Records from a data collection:
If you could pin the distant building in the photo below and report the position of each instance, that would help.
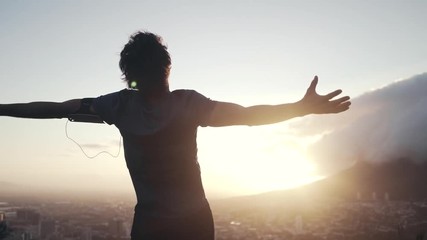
(30, 216)
(386, 197)
(374, 196)
(116, 227)
(47, 228)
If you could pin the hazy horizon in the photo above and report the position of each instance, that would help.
(244, 52)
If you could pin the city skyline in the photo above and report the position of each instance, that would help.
(248, 52)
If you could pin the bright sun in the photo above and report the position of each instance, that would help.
(236, 161)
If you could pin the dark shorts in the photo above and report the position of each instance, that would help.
(197, 226)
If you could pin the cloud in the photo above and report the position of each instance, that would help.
(382, 125)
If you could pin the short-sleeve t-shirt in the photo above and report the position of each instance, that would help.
(160, 147)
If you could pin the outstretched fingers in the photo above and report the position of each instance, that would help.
(333, 94)
(313, 84)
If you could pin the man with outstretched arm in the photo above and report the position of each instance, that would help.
(159, 129)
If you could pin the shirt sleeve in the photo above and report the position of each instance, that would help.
(201, 108)
(107, 107)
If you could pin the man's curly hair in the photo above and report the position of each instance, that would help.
(145, 62)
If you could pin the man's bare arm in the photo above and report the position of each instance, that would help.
(40, 110)
(227, 114)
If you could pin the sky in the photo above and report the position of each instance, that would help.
(247, 52)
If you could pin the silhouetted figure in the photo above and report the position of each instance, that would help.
(159, 129)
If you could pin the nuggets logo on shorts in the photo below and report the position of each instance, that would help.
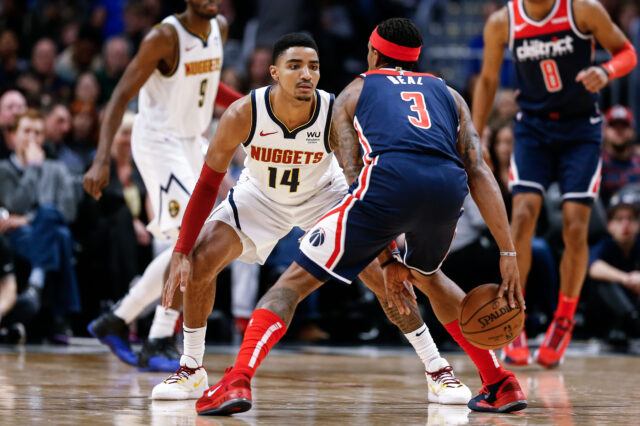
(174, 208)
(317, 237)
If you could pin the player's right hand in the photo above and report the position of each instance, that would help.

What is expected:
Can you rewrite the material from the line that has "If you could pin the silhouetted" through its end, swapping "silhouetted figure" for "shadowed figure" and changing nothing else? Leave the pictures out of your answer.

Output for this exercise:
If you could pin the shadowed figure in the photo above and report the position of each instance, that would help.
(159, 129)
If you could pin the nuggets logo on shorts in the photo below and report the position of each instance, that would help.
(174, 208)
(317, 237)
If you could pin the player's right hand in the photo above and report the position of each instance, that would help.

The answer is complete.